**Exercise task 1**
Decide whether each statement (a), (b), (c) agrees with the discussion of vim and other editors below. For each, answer yes or no and quote the words of the discussion that decide it.
(a) A commenter has the AceJump equivalent for vim mapped to the space key.
(b) The commenter who knows vim well uses it for most coding.
(c) The discussion says Emacs has no precision features.
**Exercise task 2**
Pick up the discussion of vim and other editors below at the point where it stops, and continue it.
***** Document section *****
No other editor stands next to vim. A lot of people dislike editors. It's fine. There are a million tools out there that help people become more productive programmers. You might enjoy IntelliJ or you might not. You might like cscope or hate it. Tt doesn't matter. One needs to find the tools that helps him in their day to day job. But if you need an editor, vim is no doubt the single best out there.
https://vimeo.com/53144573 - Precision editing at the speed of thought
All editors should place an emphasis on minimal typing.
Emacs has a few cool precision features too:
http://emacsrocks.com/e10.html - AceJump
Thank you for the links. I do use the AceJump equivalent for vim, and I have it mapped to <space>. It's quite nice, actually :). The only difference is that instead of pressing <space> and getting all the jumps available for each word out there, I press <space> followed by two letters, and it jumps directy to the word which starts with those two letters, or it simply shows me links to words that start with said letters if there's more than a word starting with those letters.
And no other operating system stands next to emacs.
But... there's an abundance of internet quotes like "No other editor stands next to vim" (see parent comment), so I wanted to make sure the reader didn't think I was proselytizing.
The other thing is efficient navigation within one file isn't super useful to me. I spend most my time doing find-in-files or jump-to-definition or rename-across-this-project. Vim kind of sucks for all those use cases. There are plugins of course, but that just brings it up to par with popular IDE's, except with a clunkier interface.
I say this as a person that knows vim well. If I'm SSH'd into a server and I need to edit a config file, vim is the first thing I'll reach for, but for coding, I'm pretty much only using it if I'm using a language that doesn't have a nice IDE already.
***** Dataset *****
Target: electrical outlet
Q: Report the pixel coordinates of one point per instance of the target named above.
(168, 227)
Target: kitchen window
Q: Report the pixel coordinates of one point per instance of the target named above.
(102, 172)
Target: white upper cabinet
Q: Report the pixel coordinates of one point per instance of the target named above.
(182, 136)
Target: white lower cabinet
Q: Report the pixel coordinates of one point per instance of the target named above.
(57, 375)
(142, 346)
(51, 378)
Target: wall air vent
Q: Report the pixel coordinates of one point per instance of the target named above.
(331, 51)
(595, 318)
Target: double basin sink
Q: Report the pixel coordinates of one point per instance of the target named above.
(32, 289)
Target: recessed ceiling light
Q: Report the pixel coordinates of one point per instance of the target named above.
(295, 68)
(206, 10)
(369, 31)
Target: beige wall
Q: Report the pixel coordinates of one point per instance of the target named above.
*****
**Task output 1**
(a) Yes: "I do use the AceJump equivalent for vim, and I have it mapped to <space>."
(b) No: "for coding, I'm pretty much only using it if I'm using a language that doesn't have a nice IDE already."
(c) No: "Emacs has a few cool precision features too:"

**Task output 2**
The point is well taken, but don't forget that for most people that downside of increased cognitive pressure goes away after a few days or weeks of regular vim usage. I've been using it for about a year and all the combos I normally use are second nature to me (and have been for months). Don't underestimate the human brain's ability to grow and adapt and for incredibly complicated things to quickly turn into routine.
For the record, I almost never use vim's much touted hit a number key then an action to do it n times feature. I have modified it so j and k do the normal down/up one line and J K go down/up seven lines or so for scrolling. [1] If I'm doing something like deleting a line and have to delete a bunch (common case), then I'll "dd" to delete line and then hit "." (which repeats the last action) three or four times until satisfied. Way easier than counting the number of lines to delete then typing "4dd" imo.
[1] Note for anyone who wants to duplicate this: it was still unbearably slow to just hold down J or K to scroll because the default delay between depressing a key and when OSX decides you are actually holding it down and not just pressing it once is too long. Decrease it in the native settings of your OS for a smoother experience.
If someone wants to use vim I'm not saying they shouldn't, I just think it's vastly overhyped.
If I had to delete four lines, I'd most likely mash dd until done, or maybe Vjjjd. It would be completely automatic and not require reaching for numbers or the arrow keys, making it significantly faster and more comfortable as well.
I find that vim is extremely good for reading code, since navigating around a file is very easy (and I am in no danger of accidentally editing code while not in insert mode.).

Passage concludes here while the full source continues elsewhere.